> _Page text_

--------------------------------------------------

I make 2 servings of instant brown rice per the box instructions.

I take squash and zucchini cut in large chunks, mushrooms, purple onion and saute in a skillet with garlic. I cover it and let it sort of steam itself stirring every once and awhile. Close to the end I add sliced tomatoes. (They cook fast). At the end I season up with whatever herbs I have, oregano, dill, basil and squeeze lemon juice on them.

We serve how much rice we want, put veggies over it and chicken on top. I always cut my chicken up and mix it all together in my bowl. I always have some extra lemon quartered and squeeze that on my serving. It is so yummy!

You could easily take all those veggies, put them in a casserole dish, season the same with the lemon juice as well, cover and bake on the top rack over your chicken. Covering it will help to steam it.
---------------------
Lately, I layer the veggies in the bottom of a glass dish and mix with olive oil, garlic, oregano, basil and dill, then cover with the cooked instant rice, then top with cubed chicken that was grilled the night before and cover with a good amount of lemon juice. Cover and bake for 30 minutes at 400.

I am all about taking shortcuts where I can!

Lebanese Chicken (Frarej)

I haven't actually tried this specific recipe yet but I am going to next week! I have made similiar ones but it has been a long long time ago.

There is a Lebanese place here that serves my favorite food of anywhere. Frarej is the chicken dish I like to get there! I will report back when I have actually tried this one with the verdict!

Ingredients

4 Chicken breasts, with skin
2 ts Salt
3/4 c Olive oil
3 lg Lemons, juiced
2 lg Potatoes
2 Garlic cloves
1 lg White onion, minced
4 Roma tomatoes
Pita Bread

Instructions
Preheat the oven to 500 degrees F.

Rinse in cold water 4 chicken breasts, with skins and ribs

Rub each with 1/2 tsp salt

Mix juice of 3 large lemons, 3/4 cup olive oil

Place into a 9x13 baking dish 2 large potatoes, skinned, cut into 1/2 cubes 2 garlic cloves, minced 1 large white onion, sliced into half-circles the lemon/olive-oil mixture

Stir the ingredients to coat the potatoes.

Bake in the oven for 10 minutes.

Add the chicken breasts and 4 roma tomatoes (or as many as desired) to the backing dish.

Generously spoon the hot lemon/oil/garlic mixture over the chicken.

--------------------------------------------------

> _Dataset excerpts_
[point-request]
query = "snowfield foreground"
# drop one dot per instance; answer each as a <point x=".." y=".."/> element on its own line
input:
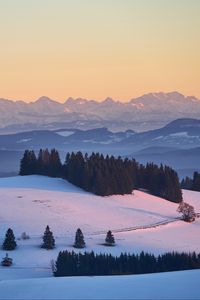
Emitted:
<point x="29" y="203"/>
<point x="172" y="285"/>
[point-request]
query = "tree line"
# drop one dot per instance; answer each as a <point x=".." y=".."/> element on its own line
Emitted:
<point x="104" y="175"/>
<point x="91" y="264"/>
<point x="191" y="183"/>
<point x="48" y="240"/>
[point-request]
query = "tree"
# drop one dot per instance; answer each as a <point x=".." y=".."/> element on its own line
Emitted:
<point x="79" y="239"/>
<point x="28" y="164"/>
<point x="110" y="240"/>
<point x="196" y="182"/>
<point x="48" y="239"/>
<point x="6" y="261"/>
<point x="9" y="242"/>
<point x="187" y="211"/>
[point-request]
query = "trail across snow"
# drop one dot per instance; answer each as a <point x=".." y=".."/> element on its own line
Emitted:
<point x="140" y="222"/>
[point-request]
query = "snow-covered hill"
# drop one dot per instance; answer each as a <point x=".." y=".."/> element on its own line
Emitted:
<point x="29" y="203"/>
<point x="173" y="285"/>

--------------------------------------------------

> _Exercises_
A – Decide whether each statement agrees with the recipe text, answering yes or no and quoting the exact words that settle it: (i) The Lebanese Chicken recipe says to preheat the oven to 500 degrees F. (ii) The writer has already tried this Lebanese Chicken recipe. (iii) The layered glass-dish version is baked for 30 minutes at 400.
B – Write out the recipe text from "Mix juice of" up to and including "the backing dish.".
C – Extend the recipe text, picking up right after its last sentence.
The material isn't needed here.

> _Set of answers_
A –
(i) Yes: "Preheat the oven to 500 degrees F."
(ii) No: "I haven't actually tried this specific recipe yet"
(iii) Yes: "Cover and bake for 30 minutes at 400."

B –
Mix juice of 3 large lemons, 3/4 cup olive oil

Place into a 9x13 baking dish 2 large potatoes, skinned, cut into 1/2 cubes 2 garlic cloves, minced 1 large white onion, sliced into half-circles the lemon/olive-oil mixture

Stir the ingredients to coat the potatoes.

Bake in the oven for 10 minutes.

Add the chicken breasts and 4 roma tomatoes (or as many as desired) to the backing dish.

C –
Put the dish back into the oven and cook uncovered for another 20 minutes, or until the skins on the chicken turn a very dark brown and the chicken is firm and does not ooze when poked with a fork.

Baste the chicken breasts two or three times in the lemon/oil mixture during cooking.

Serve with pita bread.

Serve each breast with a helping of potatoes, some onions, and a tomato.

NOTE: Skinless breasts dry out too quickly. Remove the skins after the chicken is done.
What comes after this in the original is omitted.